Task => Convert the rows below into a Markdown table with two columns, Number and Line, giving each line its own table row and skipping blank lines. Leave the pictures out of the answer.

──────────

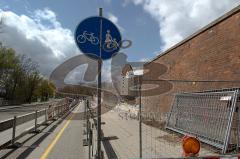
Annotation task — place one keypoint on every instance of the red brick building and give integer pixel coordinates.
(208, 59)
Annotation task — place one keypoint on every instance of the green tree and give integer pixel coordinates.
(46, 90)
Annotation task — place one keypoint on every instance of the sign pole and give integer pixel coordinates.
(99, 133)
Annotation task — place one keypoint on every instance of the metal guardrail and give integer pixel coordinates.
(51, 113)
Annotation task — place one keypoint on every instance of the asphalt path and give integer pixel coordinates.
(62, 139)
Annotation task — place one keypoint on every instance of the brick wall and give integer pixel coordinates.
(214, 54)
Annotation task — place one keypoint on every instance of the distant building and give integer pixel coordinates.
(129, 82)
(209, 59)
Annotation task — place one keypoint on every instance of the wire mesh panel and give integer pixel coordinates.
(208, 115)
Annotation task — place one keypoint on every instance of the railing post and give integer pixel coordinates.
(58, 111)
(14, 129)
(35, 127)
(46, 115)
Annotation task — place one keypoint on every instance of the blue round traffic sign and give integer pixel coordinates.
(98, 37)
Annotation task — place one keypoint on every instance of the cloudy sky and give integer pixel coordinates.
(44, 29)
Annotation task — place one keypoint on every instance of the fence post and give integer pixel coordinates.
(14, 130)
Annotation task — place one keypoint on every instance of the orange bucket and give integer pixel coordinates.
(191, 146)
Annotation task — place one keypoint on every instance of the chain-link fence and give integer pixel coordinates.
(208, 115)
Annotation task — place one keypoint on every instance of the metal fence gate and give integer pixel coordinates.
(209, 115)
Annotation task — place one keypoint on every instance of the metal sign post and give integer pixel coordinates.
(99, 39)
(99, 134)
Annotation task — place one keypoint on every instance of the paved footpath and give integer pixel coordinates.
(60, 140)
(156, 142)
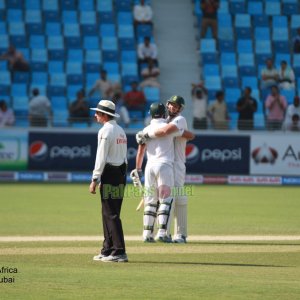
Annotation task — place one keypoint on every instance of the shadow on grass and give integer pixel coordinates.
(208, 264)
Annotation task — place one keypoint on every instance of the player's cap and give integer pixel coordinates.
(178, 100)
(157, 110)
(106, 107)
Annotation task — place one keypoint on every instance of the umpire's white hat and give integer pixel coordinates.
(106, 107)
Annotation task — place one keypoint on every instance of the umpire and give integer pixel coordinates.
(110, 172)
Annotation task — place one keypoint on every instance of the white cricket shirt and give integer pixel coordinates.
(112, 147)
(179, 142)
(159, 150)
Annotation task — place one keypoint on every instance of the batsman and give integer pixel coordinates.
(176, 123)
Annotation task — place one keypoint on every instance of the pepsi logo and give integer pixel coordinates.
(191, 153)
(38, 150)
(264, 154)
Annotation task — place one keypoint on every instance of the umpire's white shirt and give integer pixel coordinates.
(112, 147)
(159, 150)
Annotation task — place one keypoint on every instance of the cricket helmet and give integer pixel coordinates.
(157, 110)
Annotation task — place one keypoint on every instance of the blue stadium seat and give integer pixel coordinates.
(272, 8)
(19, 41)
(87, 18)
(33, 16)
(59, 103)
(51, 16)
(244, 46)
(5, 78)
(91, 42)
(242, 20)
(75, 55)
(110, 56)
(228, 59)
(128, 56)
(34, 29)
(15, 15)
(58, 79)
(260, 20)
(124, 18)
(50, 5)
(16, 28)
(69, 17)
(255, 8)
(237, 7)
(39, 78)
(89, 29)
(280, 34)
(262, 33)
(93, 56)
(73, 42)
(281, 47)
(104, 5)
(211, 70)
(125, 31)
(71, 30)
(109, 43)
(53, 29)
(55, 42)
(39, 55)
(86, 5)
(213, 83)
(73, 67)
(68, 4)
(107, 30)
(37, 42)
(129, 69)
(127, 43)
(226, 46)
(243, 33)
(56, 67)
(208, 46)
(250, 81)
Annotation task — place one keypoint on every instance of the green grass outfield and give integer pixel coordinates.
(198, 270)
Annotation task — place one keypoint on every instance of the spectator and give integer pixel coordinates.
(7, 116)
(276, 105)
(142, 13)
(15, 60)
(135, 99)
(150, 74)
(209, 17)
(218, 113)
(199, 97)
(39, 109)
(147, 51)
(297, 42)
(292, 112)
(79, 110)
(246, 107)
(286, 76)
(269, 75)
(105, 87)
(121, 109)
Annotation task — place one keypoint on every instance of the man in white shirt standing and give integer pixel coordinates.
(110, 171)
(159, 177)
(7, 116)
(142, 13)
(177, 129)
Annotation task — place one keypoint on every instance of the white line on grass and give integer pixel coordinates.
(195, 238)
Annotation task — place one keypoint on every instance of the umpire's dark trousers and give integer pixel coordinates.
(113, 181)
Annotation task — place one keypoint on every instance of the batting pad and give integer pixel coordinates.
(180, 219)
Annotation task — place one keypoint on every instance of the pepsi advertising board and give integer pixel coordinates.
(218, 154)
(62, 151)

──────────

In response =>
| Number | Line |
|---|---|
| 1 | Annotation task — place one keypoint on every instance of the red brick building and give integer pixel coordinates. |
| 2 | (208, 59) |
| 3 | Annotation task — place one keypoint on every instance of the green tree and give integer pixel coordinates. |
| 4 | (46, 90) |
| 5 | Annotation task — place one keypoint on every instance of the sign pole and give integer pixel coordinates. |
| 6 | (99, 133) |
| 7 | Annotation task — place one keypoint on every instance of the metal guardrail and give integer pixel coordinates. |
| 8 | (51, 113) |
| 9 | Annotation task — place one keypoint on every instance of the asphalt path and give integer pixel coordinates. |
| 10 | (62, 139) |
| 11 | Annotation task — place one keypoint on every instance of the brick wall and give integer pixel coordinates. |
| 12 | (214, 54) |
| 13 | Annotation task — place one keypoint on every instance of the distant building and give integer pixel coordinates. |
| 14 | (129, 82) |
| 15 | (209, 59) |
| 16 | Annotation task — place one keypoint on every instance of the wire mesh panel and give integer pixel coordinates. |
| 17 | (208, 115) |
| 18 | Annotation task — place one keypoint on every instance of the railing post and give integer pixel coordinates. |
| 19 | (58, 111) |
| 20 | (14, 129) |
| 21 | (35, 127) |
| 22 | (46, 115) |
| 23 | Annotation task — place one keypoint on every instance of the blue round traffic sign and give integer pixel coordinates. |
| 24 | (98, 37) |
| 25 | Annotation task — place one keypoint on every instance of the cloudy sky and give integer pixel coordinates. |
| 26 | (44, 29) |
| 27 | Annotation task — place one keypoint on every instance of the fence post and give integer pixel coordinates. |
| 28 | (14, 130) |
| 29 | Annotation task — place one keypoint on every instance of the orange bucket and give integer pixel coordinates. |
| 30 | (191, 146) |
| 31 | Annotation task — place one keypoint on every instance of the chain-link fence and give integer pixel coordinates. |
| 32 | (208, 115) |
| 33 | Annotation task — place one keypoint on every instance of the metal fence gate and give integer pixel coordinates. |
| 34 | (209, 115) |
| 35 | Annotation task — place one keypoint on every instance of the metal sign post and give integer pixel coordinates. |
| 36 | (99, 39) |
| 37 | (99, 134) |
| 38 | Annotation task — place one keypoint on every instance of the paved footpath and give integer pixel coordinates. |
| 39 | (60, 140) |
| 40 | (156, 142) |
| 41 | Annotation task — place one keypoint on every instance of the shadow on grass and give integer pixel coordinates. |
| 42 | (208, 264) |
| 43 | Annotation task — place one keypoint on every instance of the player's cap and give integer pixel coordinates. |
| 44 | (178, 100) |
| 45 | (157, 110) |
| 46 | (106, 107) |
| 47 | Annotation task — place one keypoint on every instance of the umpire's white hat and give integer pixel coordinates. |
| 48 | (106, 107) |
| 49 | Annotation task — place one keypoint on every instance of the umpire and give integer pixel coordinates. |
| 50 | (110, 172) |
| 51 | Annotation task — place one keypoint on every instance of the white cricket shirt and give integer pixel coordinates. |
| 52 | (112, 147) |
| 53 | (179, 142) |
| 54 | (159, 150) |
| 55 | Annotation task — place one keypoint on every instance of the batsman and give integer pixel coordinates. |
| 56 | (176, 123) |
| 57 | Annotation task — place one keypoint on every instance of the pepsi logo and give integer pixel coordinates. |
| 58 | (191, 153) |
| 59 | (38, 150) |
| 60 | (264, 154) |
| 61 | Annotation task — place one keypoint on every instance of the umpire's white shirt and give integer pixel coordinates. |
| 62 | (112, 147) |
| 63 | (159, 150) |
| 64 | Annotation task — place one keypoint on every instance of the cricket helmet and give integer pixel coordinates. |
| 65 | (157, 110) |
| 66 | Annotation task — place one keypoint on every instance of the blue stadium seat and give integer pixel coordinates. |
| 67 | (272, 8) |
| 68 | (19, 41) |
| 69 | (87, 18) |
| 70 | (33, 16) |
| 71 | (59, 103) |
| 72 | (51, 16) |
| 73 | (244, 46) |
| 74 | (5, 78) |
| 75 | (91, 42) |
| 76 | (242, 20) |
| 77 | (75, 55) |
| 78 | (110, 56) |
| 79 | (228, 59) |
| 80 | (128, 56) |
| 81 | (34, 29) |
| 82 | (15, 15) |
| 83 | (58, 79) |
| 84 | (260, 20) |
| 85 | (124, 18) |
| 86 | (50, 5) |
| 87 | (16, 28) |
| 88 | (69, 17) |
| 89 | (255, 8) |
| 90 | (237, 7) |
| 91 | (39, 78) |
| 92 | (89, 29) |
| 93 | (280, 34) |
| 94 | (262, 33) |
| 95 | (93, 56) |
| 96 | (73, 42) |
| 97 | (281, 47) |
| 98 | (104, 5) |
| 99 | (211, 70) |
| 100 | (125, 31) |
| 101 | (71, 30) |
| 102 | (109, 43) |
| 103 | (53, 29) |
| 104 | (55, 42) |
| 105 | (39, 55) |
| 106 | (86, 5) |
| 107 | (213, 83) |
| 108 | (73, 67) |
| 109 | (68, 4) |
| 110 | (107, 30) |
| 111 | (37, 42) |
| 112 | (129, 69) |
| 113 | (127, 43) |
| 114 | (226, 46) |
| 115 | (243, 33) |
| 116 | (56, 67) |
| 117 | (208, 46) |
| 118 | (250, 81) |
| 119 | Annotation task — place one keypoint on every instance of the green grass outfield and give integer pixel coordinates. |
| 120 | (198, 270) |
| 121 | Annotation task — place one keypoint on every instance of the spectator and give integer pixel coordinates. |
| 122 | (7, 116) |
| 123 | (276, 105) |
| 124 | (142, 13) |
| 125 | (15, 60) |
| 126 | (135, 99) |
| 127 | (150, 74) |
| 128 | (209, 17) |
| 129 | (218, 113) |
| 130 | (199, 97) |
| 131 | (39, 109) |
| 132 | (147, 51) |
| 133 | (297, 42) |
| 134 | (292, 112) |
| 135 | (79, 110) |
| 136 | (246, 107) |
| 137 | (286, 76) |
| 138 | (269, 75) |
| 139 | (105, 87) |
| 140 | (121, 109) |
| 141 | Annotation task — place one keypoint on every instance of the man in white shirt standing and give integer pixel coordinates. |
| 142 | (110, 171) |
| 143 | (159, 177) |
| 144 | (7, 116) |
| 145 | (142, 13) |
| 146 | (177, 129) |
| 147 | Annotation task — place one keypoint on every instance of the white line on grass and give integer pixel coordinates. |
| 148 | (195, 238) |
| 149 | Annotation task — place one keypoint on every instance of the umpire's dark trousers and give integer pixel coordinates. |
| 150 | (113, 181) |
| 151 | Annotation task — place one keypoint on every instance of the batting pad and give integer pixel coordinates. |
| 152 | (180, 219) |
| 153 | Annotation task — place one keypoint on every instance of the pepsi advertising board and give integer pixel coordinates. |
| 154 | (218, 154) |
| 155 | (62, 151) |